- Requirements:
Reproduce only the lines from the line containing "flower head, that would be most helpful." to the end of the entries below, including both of those lines.

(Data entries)
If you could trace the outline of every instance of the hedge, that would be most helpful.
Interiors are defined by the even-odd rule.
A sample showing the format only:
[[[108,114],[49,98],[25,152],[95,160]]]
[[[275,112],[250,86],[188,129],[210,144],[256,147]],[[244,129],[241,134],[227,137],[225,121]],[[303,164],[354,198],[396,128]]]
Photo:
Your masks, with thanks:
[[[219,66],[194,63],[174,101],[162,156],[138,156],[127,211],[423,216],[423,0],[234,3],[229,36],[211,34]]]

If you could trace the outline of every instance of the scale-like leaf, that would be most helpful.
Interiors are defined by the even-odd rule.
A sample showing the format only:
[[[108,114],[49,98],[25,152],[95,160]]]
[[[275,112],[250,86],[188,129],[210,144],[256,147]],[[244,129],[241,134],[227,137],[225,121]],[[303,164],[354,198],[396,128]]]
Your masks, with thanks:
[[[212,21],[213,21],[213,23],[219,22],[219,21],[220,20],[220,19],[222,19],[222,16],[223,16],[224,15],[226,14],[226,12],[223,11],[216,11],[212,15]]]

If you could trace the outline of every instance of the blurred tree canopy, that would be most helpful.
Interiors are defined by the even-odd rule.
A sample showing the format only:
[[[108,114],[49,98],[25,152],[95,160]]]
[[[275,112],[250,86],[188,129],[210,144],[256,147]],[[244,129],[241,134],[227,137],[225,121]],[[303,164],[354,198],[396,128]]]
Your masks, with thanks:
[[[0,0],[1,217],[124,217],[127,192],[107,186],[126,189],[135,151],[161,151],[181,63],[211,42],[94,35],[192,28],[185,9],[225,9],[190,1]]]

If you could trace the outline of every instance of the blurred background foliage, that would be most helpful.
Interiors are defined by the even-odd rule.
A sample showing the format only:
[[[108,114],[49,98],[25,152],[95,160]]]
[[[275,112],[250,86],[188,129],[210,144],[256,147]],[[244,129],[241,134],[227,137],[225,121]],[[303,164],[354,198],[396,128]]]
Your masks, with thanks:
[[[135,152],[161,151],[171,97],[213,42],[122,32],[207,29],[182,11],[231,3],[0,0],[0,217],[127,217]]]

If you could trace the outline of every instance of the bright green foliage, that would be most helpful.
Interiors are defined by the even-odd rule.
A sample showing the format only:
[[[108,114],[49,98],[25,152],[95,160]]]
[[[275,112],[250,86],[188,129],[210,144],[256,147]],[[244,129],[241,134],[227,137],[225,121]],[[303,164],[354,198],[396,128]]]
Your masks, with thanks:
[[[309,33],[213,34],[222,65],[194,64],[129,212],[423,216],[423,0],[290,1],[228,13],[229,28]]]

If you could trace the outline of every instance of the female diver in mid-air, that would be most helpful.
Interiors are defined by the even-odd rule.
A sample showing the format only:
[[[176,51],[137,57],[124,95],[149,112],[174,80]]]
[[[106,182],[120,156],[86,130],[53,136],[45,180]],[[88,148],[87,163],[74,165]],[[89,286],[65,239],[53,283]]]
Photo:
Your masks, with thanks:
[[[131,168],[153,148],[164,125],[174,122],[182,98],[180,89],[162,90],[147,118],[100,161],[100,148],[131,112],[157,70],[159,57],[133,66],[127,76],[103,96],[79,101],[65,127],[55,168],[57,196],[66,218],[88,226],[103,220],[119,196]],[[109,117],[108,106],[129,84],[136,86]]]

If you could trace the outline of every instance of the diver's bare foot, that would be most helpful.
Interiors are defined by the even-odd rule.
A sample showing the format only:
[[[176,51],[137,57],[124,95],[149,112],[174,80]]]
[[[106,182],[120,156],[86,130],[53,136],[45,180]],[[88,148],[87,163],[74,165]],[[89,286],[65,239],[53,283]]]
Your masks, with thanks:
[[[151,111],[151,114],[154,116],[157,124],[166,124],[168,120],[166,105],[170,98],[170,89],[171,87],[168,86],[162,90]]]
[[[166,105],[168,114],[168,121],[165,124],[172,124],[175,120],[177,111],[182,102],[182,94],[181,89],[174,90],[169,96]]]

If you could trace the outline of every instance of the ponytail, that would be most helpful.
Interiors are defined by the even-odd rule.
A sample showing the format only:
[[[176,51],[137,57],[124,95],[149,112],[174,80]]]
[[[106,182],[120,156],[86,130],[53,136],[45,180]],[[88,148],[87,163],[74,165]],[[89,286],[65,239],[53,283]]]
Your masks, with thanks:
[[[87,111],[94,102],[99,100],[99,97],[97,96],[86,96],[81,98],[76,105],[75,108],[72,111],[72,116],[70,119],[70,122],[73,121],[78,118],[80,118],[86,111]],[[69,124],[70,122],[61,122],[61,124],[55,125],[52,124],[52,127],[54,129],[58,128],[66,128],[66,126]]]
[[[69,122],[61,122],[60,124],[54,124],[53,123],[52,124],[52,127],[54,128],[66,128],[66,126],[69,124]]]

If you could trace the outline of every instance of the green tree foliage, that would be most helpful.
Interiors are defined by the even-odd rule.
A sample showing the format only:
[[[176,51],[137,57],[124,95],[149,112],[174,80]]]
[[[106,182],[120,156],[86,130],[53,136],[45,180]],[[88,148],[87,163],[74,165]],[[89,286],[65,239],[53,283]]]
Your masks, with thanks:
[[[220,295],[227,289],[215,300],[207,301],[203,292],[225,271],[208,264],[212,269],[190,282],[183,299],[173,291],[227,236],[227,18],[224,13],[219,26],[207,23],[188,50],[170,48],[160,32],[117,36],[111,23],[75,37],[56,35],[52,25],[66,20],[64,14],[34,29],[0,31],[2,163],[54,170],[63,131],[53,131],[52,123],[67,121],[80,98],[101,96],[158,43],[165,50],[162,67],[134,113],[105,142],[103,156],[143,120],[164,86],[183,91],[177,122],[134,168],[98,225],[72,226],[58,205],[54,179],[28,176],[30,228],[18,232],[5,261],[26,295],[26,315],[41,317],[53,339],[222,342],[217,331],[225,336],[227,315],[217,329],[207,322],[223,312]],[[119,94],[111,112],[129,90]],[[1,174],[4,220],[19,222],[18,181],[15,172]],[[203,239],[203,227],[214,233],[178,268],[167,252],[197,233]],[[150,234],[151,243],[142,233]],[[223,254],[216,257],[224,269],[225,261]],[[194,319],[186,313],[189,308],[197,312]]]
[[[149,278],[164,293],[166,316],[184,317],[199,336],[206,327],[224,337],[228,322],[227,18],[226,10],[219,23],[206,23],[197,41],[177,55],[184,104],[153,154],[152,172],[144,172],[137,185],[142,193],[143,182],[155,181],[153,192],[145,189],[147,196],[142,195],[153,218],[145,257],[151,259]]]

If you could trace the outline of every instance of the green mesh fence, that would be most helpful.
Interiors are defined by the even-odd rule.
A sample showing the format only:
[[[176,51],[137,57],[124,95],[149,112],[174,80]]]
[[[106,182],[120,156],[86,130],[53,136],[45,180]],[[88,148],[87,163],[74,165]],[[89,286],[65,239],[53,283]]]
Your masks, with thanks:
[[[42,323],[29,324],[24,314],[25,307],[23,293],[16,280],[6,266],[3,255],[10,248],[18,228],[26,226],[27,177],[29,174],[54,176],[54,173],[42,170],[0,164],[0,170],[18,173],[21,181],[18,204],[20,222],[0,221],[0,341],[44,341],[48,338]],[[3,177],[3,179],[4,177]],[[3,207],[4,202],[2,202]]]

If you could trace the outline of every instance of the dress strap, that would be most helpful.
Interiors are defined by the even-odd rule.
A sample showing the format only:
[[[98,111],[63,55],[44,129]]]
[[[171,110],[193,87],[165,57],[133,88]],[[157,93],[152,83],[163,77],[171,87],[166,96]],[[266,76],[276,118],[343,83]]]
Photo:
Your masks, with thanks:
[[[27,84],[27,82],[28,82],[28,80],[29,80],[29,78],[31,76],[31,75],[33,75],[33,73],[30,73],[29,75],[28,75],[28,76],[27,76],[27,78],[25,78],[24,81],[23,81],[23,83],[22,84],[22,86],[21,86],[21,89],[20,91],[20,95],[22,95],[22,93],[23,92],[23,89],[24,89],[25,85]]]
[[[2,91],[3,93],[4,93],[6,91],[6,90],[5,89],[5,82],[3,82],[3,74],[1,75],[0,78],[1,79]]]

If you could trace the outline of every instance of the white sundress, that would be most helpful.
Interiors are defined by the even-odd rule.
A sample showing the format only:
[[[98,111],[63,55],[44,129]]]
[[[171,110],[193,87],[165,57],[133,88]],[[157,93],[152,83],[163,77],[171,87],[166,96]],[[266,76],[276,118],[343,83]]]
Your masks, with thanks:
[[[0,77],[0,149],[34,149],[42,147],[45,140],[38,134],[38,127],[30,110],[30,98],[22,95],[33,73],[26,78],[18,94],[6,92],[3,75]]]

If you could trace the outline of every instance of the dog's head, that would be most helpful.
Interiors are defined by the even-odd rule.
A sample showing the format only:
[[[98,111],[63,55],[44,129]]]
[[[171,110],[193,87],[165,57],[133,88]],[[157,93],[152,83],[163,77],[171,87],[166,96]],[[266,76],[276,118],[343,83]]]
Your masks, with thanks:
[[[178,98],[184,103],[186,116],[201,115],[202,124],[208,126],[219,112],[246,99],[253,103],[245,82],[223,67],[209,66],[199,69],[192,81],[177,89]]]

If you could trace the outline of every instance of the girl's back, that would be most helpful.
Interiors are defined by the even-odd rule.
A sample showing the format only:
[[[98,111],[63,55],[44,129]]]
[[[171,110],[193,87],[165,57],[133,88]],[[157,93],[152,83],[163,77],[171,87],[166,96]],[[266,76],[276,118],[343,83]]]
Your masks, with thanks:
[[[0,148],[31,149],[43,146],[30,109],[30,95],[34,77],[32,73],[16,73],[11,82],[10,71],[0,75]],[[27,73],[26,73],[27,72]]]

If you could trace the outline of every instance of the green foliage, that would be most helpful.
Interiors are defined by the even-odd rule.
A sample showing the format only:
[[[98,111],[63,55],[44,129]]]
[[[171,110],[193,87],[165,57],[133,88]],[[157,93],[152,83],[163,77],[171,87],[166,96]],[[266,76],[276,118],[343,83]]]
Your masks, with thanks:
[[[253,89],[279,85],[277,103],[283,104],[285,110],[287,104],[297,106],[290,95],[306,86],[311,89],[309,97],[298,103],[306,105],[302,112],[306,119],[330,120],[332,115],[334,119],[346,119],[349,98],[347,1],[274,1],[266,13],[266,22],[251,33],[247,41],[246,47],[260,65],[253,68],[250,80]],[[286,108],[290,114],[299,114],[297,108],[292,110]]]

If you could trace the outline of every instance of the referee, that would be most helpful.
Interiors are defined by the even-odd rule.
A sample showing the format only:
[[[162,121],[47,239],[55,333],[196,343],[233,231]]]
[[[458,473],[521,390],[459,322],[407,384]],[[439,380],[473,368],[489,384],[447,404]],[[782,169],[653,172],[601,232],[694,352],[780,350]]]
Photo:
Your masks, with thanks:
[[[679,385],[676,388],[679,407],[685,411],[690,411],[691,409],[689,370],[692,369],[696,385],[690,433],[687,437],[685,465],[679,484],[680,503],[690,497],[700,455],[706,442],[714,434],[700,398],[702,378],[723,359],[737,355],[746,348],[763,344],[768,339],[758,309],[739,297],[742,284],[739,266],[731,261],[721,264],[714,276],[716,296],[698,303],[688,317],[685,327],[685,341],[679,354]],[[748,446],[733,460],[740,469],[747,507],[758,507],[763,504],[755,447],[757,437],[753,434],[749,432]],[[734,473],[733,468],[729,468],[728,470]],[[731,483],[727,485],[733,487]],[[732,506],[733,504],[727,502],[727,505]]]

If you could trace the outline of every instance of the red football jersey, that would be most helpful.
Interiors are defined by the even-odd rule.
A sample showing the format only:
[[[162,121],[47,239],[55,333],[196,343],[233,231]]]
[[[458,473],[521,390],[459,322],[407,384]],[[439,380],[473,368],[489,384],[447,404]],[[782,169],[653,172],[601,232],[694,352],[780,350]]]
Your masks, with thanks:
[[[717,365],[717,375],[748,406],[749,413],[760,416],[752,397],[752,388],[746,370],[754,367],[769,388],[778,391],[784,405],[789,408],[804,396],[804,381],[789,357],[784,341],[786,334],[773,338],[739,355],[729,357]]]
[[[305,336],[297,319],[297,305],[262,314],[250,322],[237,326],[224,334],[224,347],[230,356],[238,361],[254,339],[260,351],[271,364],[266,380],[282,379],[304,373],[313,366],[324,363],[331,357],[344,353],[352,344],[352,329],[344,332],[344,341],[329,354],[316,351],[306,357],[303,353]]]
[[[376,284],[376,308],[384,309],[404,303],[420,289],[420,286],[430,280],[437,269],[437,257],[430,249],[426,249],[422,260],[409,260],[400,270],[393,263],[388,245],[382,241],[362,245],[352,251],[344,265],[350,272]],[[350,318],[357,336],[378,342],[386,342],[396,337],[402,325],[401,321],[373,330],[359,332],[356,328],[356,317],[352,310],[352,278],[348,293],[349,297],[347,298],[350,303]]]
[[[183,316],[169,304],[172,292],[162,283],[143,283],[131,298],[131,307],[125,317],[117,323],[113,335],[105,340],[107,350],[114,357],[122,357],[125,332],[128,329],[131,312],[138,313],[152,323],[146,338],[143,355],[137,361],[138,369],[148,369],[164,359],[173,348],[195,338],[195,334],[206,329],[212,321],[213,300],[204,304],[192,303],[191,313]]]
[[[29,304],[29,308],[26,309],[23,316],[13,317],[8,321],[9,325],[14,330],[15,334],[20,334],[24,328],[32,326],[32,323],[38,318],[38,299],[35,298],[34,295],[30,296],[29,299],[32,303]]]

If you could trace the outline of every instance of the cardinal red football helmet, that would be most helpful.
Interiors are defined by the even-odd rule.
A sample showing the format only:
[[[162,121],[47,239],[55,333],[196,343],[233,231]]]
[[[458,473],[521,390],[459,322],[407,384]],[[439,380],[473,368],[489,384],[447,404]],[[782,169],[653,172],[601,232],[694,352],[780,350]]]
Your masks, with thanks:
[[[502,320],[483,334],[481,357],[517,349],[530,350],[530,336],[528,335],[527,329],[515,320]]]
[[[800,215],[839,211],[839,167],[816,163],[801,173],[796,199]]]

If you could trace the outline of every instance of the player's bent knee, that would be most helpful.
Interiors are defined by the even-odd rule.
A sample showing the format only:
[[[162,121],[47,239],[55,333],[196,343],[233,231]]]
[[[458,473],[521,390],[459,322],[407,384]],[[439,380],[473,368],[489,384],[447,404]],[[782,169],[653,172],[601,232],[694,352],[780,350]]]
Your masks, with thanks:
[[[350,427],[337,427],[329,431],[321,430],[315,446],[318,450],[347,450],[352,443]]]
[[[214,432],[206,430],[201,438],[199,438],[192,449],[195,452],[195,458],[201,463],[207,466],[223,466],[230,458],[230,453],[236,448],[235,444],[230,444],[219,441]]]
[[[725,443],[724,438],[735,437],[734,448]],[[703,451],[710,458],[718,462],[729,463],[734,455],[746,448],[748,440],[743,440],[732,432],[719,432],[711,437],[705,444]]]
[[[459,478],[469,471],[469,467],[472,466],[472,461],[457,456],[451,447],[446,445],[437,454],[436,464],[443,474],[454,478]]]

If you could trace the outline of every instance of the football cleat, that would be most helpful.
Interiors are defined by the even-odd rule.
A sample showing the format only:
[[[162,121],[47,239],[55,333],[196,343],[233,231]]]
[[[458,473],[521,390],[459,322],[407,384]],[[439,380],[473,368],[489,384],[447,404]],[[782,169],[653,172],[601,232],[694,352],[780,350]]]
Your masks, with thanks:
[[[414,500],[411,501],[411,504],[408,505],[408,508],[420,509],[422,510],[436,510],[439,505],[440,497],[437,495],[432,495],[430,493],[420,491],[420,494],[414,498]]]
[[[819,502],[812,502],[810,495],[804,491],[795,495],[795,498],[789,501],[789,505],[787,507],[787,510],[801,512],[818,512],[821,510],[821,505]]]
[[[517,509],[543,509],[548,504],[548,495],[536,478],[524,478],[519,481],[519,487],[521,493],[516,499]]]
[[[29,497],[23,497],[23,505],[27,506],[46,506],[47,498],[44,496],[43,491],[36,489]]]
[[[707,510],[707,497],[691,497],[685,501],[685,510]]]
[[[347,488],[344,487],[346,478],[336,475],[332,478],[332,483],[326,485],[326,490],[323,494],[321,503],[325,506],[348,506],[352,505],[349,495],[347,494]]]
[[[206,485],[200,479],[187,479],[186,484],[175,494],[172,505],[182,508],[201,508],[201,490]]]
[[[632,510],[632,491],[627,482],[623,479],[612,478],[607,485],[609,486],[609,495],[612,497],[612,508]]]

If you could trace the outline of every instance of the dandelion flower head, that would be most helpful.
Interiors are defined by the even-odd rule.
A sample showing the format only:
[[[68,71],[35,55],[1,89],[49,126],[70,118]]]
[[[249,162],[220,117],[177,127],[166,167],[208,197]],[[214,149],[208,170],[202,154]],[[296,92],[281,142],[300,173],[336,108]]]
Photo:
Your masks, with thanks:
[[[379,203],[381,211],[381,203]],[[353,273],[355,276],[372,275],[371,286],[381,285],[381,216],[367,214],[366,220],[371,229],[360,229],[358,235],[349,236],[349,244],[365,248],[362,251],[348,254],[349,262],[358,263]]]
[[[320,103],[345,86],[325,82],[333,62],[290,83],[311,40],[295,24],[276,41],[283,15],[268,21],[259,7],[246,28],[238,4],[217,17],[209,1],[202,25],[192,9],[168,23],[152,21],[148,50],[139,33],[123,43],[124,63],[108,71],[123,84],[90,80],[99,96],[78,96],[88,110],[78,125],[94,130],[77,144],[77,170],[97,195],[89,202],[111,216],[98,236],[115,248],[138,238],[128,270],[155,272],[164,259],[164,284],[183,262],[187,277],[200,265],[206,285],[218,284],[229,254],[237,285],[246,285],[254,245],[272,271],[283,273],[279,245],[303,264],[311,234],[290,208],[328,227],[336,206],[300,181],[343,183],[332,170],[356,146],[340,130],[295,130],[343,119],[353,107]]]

- Result for this exercise:
If you could trace the outline of every instance of the dandelion flower head, that would be most helpful.
Interiors are defined by the even-odd rule.
A sample showing the format only:
[[[68,71],[35,55],[1,89],[49,126],[70,118]]]
[[[249,162],[220,117],[177,127],[166,167],[208,197]],[[214,149],[208,170],[202,154]],[[296,92],[281,142],[300,173],[336,108]]]
Photo:
Your masks, with thanks:
[[[379,203],[381,211],[381,203]],[[353,273],[355,276],[372,275],[371,286],[381,285],[381,216],[367,214],[366,220],[371,229],[360,229],[358,235],[349,236],[349,244],[365,248],[362,251],[348,254],[349,262],[358,263]]]
[[[320,103],[345,86],[325,82],[333,62],[290,83],[311,40],[295,24],[276,41],[283,15],[268,21],[259,7],[246,28],[238,4],[217,17],[209,1],[202,25],[192,9],[168,23],[152,21],[148,50],[139,33],[123,43],[124,63],[108,71],[123,84],[90,80],[99,96],[78,96],[88,110],[78,125],[94,130],[77,144],[77,170],[97,195],[89,202],[111,216],[98,236],[115,248],[138,238],[128,270],[155,272],[164,259],[164,284],[183,262],[187,277],[200,265],[206,285],[218,284],[229,254],[237,285],[246,285],[254,245],[272,271],[283,273],[279,245],[303,264],[311,234],[290,208],[328,227],[336,206],[300,181],[343,183],[332,170],[356,146],[340,130],[295,130],[343,119],[353,107]]]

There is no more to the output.